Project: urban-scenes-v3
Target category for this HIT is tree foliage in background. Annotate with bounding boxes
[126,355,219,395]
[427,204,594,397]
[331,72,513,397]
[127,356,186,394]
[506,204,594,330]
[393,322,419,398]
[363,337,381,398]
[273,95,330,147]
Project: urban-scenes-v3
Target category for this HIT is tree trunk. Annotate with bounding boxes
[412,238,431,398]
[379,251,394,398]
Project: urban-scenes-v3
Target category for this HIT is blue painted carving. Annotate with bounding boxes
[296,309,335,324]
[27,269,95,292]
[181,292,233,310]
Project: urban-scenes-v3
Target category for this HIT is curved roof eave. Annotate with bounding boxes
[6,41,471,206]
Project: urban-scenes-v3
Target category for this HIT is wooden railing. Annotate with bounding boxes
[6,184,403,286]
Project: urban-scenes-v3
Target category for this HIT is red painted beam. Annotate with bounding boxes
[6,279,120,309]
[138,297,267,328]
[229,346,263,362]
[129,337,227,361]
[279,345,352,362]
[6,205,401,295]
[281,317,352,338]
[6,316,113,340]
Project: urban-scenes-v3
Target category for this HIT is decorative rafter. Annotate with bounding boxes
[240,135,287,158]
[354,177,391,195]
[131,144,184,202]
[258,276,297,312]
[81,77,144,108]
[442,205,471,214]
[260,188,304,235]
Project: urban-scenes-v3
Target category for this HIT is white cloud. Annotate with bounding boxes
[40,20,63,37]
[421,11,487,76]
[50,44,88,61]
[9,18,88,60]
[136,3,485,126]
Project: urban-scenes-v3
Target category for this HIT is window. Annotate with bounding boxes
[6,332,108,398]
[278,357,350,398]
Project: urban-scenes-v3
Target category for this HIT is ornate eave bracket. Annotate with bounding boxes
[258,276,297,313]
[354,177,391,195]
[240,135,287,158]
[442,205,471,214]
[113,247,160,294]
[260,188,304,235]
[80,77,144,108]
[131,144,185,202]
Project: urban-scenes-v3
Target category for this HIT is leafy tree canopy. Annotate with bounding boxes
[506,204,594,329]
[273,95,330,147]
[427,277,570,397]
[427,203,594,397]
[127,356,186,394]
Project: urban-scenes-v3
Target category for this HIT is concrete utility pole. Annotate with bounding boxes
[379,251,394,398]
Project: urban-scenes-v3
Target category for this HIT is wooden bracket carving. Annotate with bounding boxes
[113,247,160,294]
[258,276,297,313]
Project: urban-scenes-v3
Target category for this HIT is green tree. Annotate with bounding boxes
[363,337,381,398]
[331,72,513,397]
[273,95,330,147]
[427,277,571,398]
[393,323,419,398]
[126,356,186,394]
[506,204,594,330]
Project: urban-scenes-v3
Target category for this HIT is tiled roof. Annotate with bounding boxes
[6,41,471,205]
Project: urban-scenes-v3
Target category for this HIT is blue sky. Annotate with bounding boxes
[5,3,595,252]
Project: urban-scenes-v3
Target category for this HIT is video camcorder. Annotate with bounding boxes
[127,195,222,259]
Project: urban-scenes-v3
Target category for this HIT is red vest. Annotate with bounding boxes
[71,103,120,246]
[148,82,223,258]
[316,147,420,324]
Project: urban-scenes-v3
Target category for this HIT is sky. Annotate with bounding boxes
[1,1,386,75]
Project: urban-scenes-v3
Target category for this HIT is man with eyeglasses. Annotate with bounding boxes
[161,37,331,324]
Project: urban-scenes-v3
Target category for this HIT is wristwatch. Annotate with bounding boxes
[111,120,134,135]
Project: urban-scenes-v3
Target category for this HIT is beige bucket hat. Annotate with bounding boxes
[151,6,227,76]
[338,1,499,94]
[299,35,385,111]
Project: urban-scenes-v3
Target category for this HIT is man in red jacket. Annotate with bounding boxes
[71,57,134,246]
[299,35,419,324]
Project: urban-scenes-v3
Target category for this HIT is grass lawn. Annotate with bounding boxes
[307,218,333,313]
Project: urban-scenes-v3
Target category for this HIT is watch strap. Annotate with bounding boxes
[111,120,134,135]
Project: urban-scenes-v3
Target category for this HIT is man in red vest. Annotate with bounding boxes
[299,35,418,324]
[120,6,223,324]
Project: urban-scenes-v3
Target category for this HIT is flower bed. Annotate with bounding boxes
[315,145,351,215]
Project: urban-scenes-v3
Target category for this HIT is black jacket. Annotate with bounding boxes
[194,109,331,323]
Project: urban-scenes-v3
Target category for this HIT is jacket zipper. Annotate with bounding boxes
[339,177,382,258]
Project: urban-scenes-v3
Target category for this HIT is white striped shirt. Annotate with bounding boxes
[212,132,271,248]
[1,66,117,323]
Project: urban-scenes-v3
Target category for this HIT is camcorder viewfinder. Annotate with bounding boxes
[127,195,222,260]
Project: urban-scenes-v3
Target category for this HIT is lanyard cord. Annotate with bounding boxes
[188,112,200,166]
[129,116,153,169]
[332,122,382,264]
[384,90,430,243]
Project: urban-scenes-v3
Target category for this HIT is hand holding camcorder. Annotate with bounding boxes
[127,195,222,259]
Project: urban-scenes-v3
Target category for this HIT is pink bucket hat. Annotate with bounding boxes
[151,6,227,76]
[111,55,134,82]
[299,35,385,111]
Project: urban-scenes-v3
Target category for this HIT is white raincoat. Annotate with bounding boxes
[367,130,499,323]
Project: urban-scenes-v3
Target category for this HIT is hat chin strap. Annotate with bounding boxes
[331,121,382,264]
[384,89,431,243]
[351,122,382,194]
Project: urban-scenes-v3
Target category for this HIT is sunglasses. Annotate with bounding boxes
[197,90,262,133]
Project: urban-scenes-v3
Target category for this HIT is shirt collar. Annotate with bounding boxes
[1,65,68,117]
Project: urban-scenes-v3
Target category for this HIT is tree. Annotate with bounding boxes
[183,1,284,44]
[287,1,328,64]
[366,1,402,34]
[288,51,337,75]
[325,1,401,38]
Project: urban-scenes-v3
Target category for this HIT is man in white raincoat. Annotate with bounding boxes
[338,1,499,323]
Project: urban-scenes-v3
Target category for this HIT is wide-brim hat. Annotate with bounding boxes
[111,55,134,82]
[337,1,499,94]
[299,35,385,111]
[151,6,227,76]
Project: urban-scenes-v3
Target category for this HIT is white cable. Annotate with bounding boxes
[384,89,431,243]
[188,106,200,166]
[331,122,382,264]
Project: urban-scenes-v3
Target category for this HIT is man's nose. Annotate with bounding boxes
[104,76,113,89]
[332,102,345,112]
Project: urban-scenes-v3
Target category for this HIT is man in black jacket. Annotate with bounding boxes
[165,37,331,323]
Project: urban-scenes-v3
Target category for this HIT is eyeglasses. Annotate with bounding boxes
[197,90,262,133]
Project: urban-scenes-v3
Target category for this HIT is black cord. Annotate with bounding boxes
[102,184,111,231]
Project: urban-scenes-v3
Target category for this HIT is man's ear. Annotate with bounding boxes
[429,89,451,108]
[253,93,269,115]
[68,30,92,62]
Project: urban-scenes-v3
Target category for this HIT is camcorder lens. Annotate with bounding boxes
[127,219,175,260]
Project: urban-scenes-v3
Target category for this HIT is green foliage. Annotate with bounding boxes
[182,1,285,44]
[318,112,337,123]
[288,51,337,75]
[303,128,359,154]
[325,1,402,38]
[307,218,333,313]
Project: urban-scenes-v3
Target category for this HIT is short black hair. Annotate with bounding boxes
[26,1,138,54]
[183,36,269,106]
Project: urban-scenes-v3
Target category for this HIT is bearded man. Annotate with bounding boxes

▬▬▬

> _Your goal_:
How many lines in the rows above contain the word "painted"? Reply with the number alone.

> _Task solution_:
2